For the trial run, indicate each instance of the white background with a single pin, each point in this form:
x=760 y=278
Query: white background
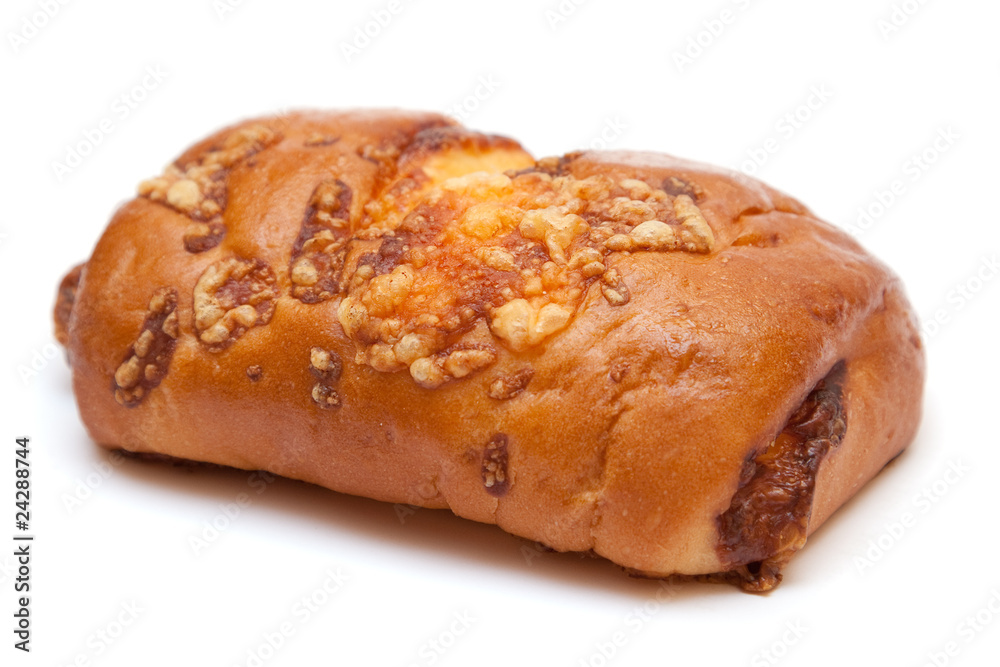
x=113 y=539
::::::::::
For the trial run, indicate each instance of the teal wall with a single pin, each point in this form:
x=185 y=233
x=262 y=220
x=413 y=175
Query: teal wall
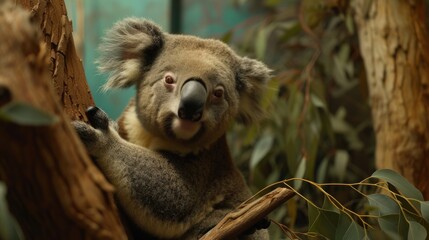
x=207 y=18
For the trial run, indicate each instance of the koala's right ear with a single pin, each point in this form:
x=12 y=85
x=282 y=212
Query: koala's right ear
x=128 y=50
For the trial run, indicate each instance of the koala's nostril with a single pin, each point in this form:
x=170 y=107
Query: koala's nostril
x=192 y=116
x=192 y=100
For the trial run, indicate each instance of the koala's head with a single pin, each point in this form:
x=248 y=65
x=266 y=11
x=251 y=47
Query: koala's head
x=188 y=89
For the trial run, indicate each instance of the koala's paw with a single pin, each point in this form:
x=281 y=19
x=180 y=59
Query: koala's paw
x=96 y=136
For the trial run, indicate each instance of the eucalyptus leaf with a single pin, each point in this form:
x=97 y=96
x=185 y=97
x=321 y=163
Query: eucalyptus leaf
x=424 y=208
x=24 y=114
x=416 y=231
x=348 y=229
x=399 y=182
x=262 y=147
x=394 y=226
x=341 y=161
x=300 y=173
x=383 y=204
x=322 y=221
::::::::::
THE TASK:
Copy out every line in the records where the word "point" is found.

ANSWER BOX:
For the trial run, indicate each instance of the white background with a single pin, each point in this form:
For the trial run, indicate each instance of the teal wall with a single pin, each point in this form:
For the trial run, indicate each instance of the koala's right ear with a single pin, each point in this form:
For the trial run, indicate each instance of the koala's nostril with a single pin, each point in this form:
For the trial run, indicate each instance of the koala's head with a single pin, each point in this form:
For the trial run, indicate each instance of the koala's paw with a single pin, each point in this form:
For the trial run, indicate each instance of the eucalyptus leaf with a single pin, each point in this form:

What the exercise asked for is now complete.